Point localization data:
=-=-=
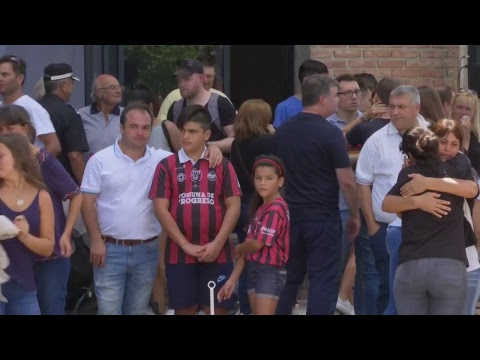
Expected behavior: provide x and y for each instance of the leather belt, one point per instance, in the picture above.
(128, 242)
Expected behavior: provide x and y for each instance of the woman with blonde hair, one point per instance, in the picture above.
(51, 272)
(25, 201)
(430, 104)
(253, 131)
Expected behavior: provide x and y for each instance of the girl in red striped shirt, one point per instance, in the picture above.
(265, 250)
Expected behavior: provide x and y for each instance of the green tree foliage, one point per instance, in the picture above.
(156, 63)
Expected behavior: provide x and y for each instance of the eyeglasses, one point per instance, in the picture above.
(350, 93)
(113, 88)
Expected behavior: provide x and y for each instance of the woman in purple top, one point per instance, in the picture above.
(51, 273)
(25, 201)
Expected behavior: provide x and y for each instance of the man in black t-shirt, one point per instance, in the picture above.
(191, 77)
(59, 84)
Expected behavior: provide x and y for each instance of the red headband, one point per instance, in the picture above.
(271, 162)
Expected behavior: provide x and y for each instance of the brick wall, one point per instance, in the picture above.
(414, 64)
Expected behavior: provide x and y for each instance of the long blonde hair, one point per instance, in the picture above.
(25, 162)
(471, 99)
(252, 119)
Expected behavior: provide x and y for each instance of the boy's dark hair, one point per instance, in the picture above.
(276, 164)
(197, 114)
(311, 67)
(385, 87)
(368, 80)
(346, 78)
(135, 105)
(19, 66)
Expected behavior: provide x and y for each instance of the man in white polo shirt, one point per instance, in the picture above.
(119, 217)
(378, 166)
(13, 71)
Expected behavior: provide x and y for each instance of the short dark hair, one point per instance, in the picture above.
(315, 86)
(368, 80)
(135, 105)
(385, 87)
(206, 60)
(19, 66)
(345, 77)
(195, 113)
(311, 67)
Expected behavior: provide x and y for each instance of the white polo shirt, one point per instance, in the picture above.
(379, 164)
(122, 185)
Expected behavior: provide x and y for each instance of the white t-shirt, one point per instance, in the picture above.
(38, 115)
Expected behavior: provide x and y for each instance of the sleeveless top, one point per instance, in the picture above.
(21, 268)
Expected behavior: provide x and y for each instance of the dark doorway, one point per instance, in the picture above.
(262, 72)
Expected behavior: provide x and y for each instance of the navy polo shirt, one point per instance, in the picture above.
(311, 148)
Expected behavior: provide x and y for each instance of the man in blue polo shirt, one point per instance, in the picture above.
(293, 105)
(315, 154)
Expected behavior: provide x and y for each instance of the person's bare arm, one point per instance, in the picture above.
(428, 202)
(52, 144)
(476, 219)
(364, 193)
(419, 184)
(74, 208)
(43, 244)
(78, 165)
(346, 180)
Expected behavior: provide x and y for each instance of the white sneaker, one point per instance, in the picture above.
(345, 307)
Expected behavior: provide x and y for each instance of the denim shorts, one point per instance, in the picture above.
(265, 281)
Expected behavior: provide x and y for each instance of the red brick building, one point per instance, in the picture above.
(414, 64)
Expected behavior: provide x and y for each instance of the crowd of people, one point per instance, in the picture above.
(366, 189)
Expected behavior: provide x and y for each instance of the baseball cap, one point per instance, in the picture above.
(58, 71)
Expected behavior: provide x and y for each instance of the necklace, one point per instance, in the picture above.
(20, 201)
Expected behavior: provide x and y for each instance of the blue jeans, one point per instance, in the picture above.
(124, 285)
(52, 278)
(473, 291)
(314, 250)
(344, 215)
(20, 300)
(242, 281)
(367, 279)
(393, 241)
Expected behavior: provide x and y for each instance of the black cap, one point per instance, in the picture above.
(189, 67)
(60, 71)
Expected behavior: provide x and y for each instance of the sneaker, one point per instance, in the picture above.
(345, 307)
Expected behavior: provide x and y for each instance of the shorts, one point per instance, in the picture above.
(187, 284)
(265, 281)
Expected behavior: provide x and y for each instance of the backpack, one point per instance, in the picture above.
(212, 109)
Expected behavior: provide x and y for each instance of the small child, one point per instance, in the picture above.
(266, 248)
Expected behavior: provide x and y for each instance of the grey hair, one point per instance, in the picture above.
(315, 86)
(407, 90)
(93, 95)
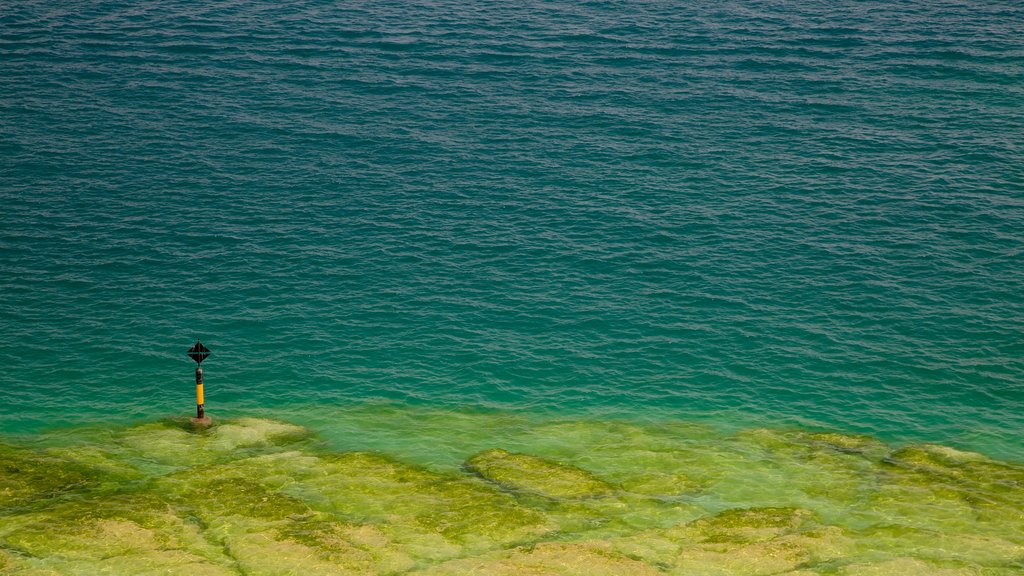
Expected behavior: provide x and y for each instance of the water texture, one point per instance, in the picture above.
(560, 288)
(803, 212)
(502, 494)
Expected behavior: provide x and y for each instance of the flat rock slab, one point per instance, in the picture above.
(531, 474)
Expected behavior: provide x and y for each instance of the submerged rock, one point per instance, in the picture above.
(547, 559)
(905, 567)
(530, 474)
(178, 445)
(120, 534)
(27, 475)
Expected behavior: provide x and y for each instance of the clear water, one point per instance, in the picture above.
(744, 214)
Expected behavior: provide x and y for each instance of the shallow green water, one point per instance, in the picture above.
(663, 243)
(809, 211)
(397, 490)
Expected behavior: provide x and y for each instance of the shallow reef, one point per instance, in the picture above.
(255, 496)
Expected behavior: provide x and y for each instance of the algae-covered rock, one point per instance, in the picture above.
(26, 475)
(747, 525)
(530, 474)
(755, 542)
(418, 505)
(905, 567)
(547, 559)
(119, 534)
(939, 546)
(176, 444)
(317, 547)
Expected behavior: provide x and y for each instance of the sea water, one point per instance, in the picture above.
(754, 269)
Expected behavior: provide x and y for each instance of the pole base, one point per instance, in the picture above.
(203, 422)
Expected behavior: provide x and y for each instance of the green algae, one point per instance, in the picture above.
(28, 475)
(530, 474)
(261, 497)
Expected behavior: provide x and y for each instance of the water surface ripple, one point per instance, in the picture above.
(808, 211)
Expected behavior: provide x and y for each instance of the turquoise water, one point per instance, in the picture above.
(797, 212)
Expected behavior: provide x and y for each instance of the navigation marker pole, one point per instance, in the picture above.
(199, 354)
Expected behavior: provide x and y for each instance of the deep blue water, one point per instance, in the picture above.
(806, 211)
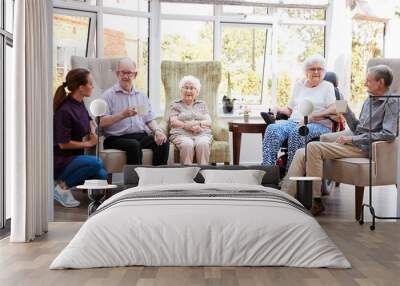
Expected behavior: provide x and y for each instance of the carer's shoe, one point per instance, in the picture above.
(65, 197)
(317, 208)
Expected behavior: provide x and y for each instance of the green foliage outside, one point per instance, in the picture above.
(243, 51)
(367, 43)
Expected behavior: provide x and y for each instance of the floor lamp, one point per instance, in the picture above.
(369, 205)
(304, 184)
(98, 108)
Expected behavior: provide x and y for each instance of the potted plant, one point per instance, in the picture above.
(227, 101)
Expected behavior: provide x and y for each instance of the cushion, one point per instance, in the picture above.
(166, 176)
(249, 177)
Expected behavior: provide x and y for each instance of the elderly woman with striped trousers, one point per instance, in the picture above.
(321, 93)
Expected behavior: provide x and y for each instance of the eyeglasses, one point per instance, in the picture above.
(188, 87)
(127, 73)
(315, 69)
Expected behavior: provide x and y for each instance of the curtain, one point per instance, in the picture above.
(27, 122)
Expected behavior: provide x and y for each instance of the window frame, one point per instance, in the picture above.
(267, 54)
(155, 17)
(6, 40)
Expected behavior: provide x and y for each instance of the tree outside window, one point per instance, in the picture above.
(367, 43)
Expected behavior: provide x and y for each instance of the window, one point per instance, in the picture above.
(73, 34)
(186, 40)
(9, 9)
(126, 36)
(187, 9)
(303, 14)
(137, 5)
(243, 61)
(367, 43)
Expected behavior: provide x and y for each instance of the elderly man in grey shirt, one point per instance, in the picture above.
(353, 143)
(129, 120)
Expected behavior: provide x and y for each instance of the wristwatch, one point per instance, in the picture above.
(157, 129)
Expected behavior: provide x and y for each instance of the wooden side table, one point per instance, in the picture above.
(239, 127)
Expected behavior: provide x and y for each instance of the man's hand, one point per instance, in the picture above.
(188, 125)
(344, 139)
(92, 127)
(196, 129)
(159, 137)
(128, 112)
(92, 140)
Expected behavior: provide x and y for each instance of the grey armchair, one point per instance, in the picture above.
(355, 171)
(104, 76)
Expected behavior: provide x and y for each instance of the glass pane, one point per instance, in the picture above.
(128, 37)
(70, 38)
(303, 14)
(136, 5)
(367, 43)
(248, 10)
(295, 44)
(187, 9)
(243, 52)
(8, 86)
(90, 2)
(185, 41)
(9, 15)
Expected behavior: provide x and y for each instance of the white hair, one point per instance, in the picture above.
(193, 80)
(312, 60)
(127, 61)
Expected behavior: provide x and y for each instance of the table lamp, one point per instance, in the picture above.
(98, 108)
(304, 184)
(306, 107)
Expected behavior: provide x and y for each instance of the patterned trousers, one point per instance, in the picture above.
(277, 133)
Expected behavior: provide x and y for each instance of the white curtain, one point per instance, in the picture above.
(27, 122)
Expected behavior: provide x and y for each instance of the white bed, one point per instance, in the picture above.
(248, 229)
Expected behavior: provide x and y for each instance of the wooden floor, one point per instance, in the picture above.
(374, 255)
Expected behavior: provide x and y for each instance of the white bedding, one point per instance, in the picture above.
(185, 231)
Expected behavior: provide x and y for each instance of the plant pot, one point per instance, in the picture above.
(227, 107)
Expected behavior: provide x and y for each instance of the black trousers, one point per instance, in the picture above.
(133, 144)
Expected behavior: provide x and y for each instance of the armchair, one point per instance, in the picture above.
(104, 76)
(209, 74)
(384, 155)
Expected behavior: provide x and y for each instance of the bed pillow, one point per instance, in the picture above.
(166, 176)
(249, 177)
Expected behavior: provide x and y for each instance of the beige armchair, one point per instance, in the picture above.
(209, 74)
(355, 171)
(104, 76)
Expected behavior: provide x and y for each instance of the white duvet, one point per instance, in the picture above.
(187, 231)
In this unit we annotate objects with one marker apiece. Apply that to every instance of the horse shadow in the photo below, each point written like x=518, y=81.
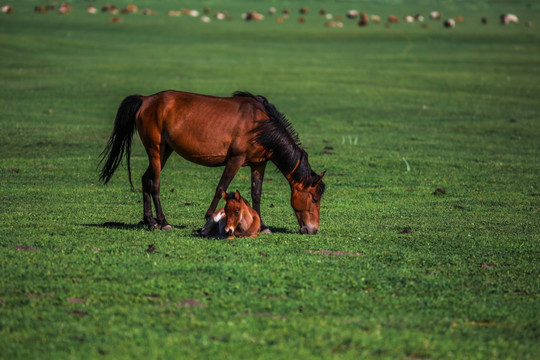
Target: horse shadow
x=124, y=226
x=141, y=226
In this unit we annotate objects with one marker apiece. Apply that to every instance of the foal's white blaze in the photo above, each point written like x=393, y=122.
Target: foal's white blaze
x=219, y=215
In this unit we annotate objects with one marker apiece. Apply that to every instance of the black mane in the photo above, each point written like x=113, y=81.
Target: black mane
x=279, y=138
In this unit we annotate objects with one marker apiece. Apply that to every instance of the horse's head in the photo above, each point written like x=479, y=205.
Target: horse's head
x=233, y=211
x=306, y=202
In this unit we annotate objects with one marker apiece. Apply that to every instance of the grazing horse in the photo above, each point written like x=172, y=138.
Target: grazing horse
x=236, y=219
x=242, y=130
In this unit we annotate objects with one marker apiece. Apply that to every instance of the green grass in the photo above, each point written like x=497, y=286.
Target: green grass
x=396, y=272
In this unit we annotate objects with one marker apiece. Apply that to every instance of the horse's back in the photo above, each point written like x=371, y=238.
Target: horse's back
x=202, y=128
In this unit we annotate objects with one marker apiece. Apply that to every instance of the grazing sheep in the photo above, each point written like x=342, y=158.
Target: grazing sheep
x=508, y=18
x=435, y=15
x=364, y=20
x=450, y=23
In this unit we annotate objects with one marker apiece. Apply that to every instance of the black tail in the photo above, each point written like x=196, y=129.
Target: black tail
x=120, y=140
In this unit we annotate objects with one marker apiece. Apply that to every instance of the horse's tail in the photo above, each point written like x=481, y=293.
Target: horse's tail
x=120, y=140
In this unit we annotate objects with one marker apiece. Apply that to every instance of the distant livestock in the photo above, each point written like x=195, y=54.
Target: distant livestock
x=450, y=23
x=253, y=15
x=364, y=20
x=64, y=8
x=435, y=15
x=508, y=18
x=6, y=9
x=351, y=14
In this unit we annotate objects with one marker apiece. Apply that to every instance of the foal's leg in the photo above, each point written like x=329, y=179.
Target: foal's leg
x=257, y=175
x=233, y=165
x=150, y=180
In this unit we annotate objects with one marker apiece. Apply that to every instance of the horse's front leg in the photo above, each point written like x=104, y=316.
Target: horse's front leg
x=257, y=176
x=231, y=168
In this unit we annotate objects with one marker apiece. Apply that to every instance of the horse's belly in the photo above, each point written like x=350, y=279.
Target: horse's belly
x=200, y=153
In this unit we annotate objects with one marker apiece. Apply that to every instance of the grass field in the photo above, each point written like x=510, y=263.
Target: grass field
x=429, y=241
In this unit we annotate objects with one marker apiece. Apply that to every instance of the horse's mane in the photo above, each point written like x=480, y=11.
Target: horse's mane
=-=-=
▶ **EXERCISE OBJECTIVE**
Exactly the lines above from the one that contains "of the beige" down to the one that contains "like x=393, y=122." are to be output, both ends kept and pictures omitted.

▶ **RESPONSE**
Expected behavior: provide x and y for each instance of the beige armchair, one point per instance, in the picture above.
(209, 74)
(355, 171)
(104, 76)
Expected behavior: provide x and y for each instance of the white duvet, one point per instance, in the picture above.
(187, 231)
In this unit we annotate objects with one marker apiece. Apply that to every instance of the horse shadow in the photo below, each point written like x=518, y=81.
Target: horse shadow
x=124, y=226
x=141, y=226
In this unit we annotate objects with one marker apiece. Apply that to every instance of the foal's white blaze in the photo above, each point written like x=393, y=122.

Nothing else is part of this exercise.